# Material provided start

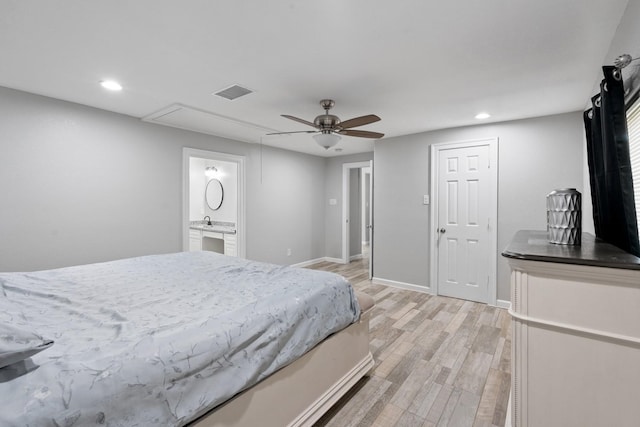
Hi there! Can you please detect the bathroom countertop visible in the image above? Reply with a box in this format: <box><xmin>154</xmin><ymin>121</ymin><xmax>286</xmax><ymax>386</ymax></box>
<box><xmin>189</xmin><ymin>221</ymin><xmax>236</xmax><ymax>234</ymax></box>
<box><xmin>502</xmin><ymin>230</ymin><xmax>640</xmax><ymax>270</ymax></box>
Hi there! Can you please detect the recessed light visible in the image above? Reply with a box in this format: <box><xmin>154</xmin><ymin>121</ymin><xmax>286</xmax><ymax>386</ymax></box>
<box><xmin>100</xmin><ymin>80</ymin><xmax>122</xmax><ymax>91</ymax></box>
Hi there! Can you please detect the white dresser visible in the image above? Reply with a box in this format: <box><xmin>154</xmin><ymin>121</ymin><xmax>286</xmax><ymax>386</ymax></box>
<box><xmin>502</xmin><ymin>231</ymin><xmax>640</xmax><ymax>427</ymax></box>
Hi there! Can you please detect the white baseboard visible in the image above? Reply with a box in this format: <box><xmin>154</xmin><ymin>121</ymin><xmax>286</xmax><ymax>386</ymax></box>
<box><xmin>289</xmin><ymin>257</ymin><xmax>344</xmax><ymax>267</ymax></box>
<box><xmin>371</xmin><ymin>277</ymin><xmax>432</xmax><ymax>294</ymax></box>
<box><xmin>496</xmin><ymin>299</ymin><xmax>511</xmax><ymax>310</ymax></box>
<box><xmin>289</xmin><ymin>258</ymin><xmax>327</xmax><ymax>267</ymax></box>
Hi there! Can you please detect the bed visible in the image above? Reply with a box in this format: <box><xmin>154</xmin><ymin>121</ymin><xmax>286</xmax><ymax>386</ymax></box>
<box><xmin>0</xmin><ymin>252</ymin><xmax>373</xmax><ymax>427</ymax></box>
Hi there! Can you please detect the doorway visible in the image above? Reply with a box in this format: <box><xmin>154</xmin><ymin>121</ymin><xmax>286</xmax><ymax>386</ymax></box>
<box><xmin>430</xmin><ymin>138</ymin><xmax>498</xmax><ymax>305</ymax></box>
<box><xmin>182</xmin><ymin>148</ymin><xmax>246</xmax><ymax>258</ymax></box>
<box><xmin>342</xmin><ymin>160</ymin><xmax>373</xmax><ymax>279</ymax></box>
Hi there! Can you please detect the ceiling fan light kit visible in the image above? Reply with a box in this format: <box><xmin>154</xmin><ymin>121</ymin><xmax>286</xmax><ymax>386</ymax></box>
<box><xmin>313</xmin><ymin>133</ymin><xmax>342</xmax><ymax>150</ymax></box>
<box><xmin>268</xmin><ymin>99</ymin><xmax>384</xmax><ymax>150</ymax></box>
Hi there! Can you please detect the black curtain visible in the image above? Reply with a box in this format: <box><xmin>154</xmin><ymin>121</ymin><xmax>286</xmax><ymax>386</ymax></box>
<box><xmin>584</xmin><ymin>66</ymin><xmax>640</xmax><ymax>256</ymax></box>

# Material provided end

**What is being asked**
Change "Can you please detect" to "Please locate" in every one of the rows above and leave everything else as it is. Leave the pictures out of your answer.

**Solution**
Hi there! Please locate the bathroom countertop visible in the image above? Reply with a box in this format: <box><xmin>154</xmin><ymin>121</ymin><xmax>286</xmax><ymax>386</ymax></box>
<box><xmin>189</xmin><ymin>221</ymin><xmax>236</xmax><ymax>234</ymax></box>
<box><xmin>502</xmin><ymin>230</ymin><xmax>640</xmax><ymax>270</ymax></box>
Hi there! Please locate the recessed light visible in the image above? Reply with a box in this format: <box><xmin>154</xmin><ymin>121</ymin><xmax>286</xmax><ymax>386</ymax></box>
<box><xmin>100</xmin><ymin>80</ymin><xmax>122</xmax><ymax>91</ymax></box>
Hi there! Please locate the white dresser visible in the image above? Reply with a box in this format: <box><xmin>154</xmin><ymin>121</ymin><xmax>286</xmax><ymax>386</ymax></box>
<box><xmin>502</xmin><ymin>231</ymin><xmax>640</xmax><ymax>427</ymax></box>
Hi there! Please locate the white baseboard visible in the image above? Reply with a box in this format: <box><xmin>154</xmin><ymin>121</ymin><xmax>286</xmax><ymax>386</ymax></box>
<box><xmin>289</xmin><ymin>257</ymin><xmax>344</xmax><ymax>267</ymax></box>
<box><xmin>371</xmin><ymin>277</ymin><xmax>432</xmax><ymax>294</ymax></box>
<box><xmin>496</xmin><ymin>299</ymin><xmax>511</xmax><ymax>310</ymax></box>
<box><xmin>289</xmin><ymin>258</ymin><xmax>327</xmax><ymax>267</ymax></box>
Hi there! Please locate the bed visible in the image above? Reply with a box in this format: <box><xmin>154</xmin><ymin>121</ymin><xmax>286</xmax><ymax>386</ymax></box>
<box><xmin>0</xmin><ymin>252</ymin><xmax>373</xmax><ymax>427</ymax></box>
Hi there! Please locate the doorway visible in the image above? Reply with a box in this format: <box><xmin>154</xmin><ymin>121</ymin><xmax>286</xmax><ymax>386</ymax></box>
<box><xmin>430</xmin><ymin>138</ymin><xmax>498</xmax><ymax>305</ymax></box>
<box><xmin>182</xmin><ymin>148</ymin><xmax>246</xmax><ymax>258</ymax></box>
<box><xmin>342</xmin><ymin>160</ymin><xmax>373</xmax><ymax>279</ymax></box>
Hi there! Please locate the ceiling fan light kit visible in the image above? Reply with a box in this format: <box><xmin>154</xmin><ymin>121</ymin><xmax>286</xmax><ymax>386</ymax></box>
<box><xmin>313</xmin><ymin>133</ymin><xmax>342</xmax><ymax>150</ymax></box>
<box><xmin>268</xmin><ymin>99</ymin><xmax>384</xmax><ymax>150</ymax></box>
Hi there! Please locate the black curtain visible in the image above? Reply with a box in this format: <box><xmin>154</xmin><ymin>121</ymin><xmax>286</xmax><ymax>386</ymax></box>
<box><xmin>584</xmin><ymin>66</ymin><xmax>640</xmax><ymax>256</ymax></box>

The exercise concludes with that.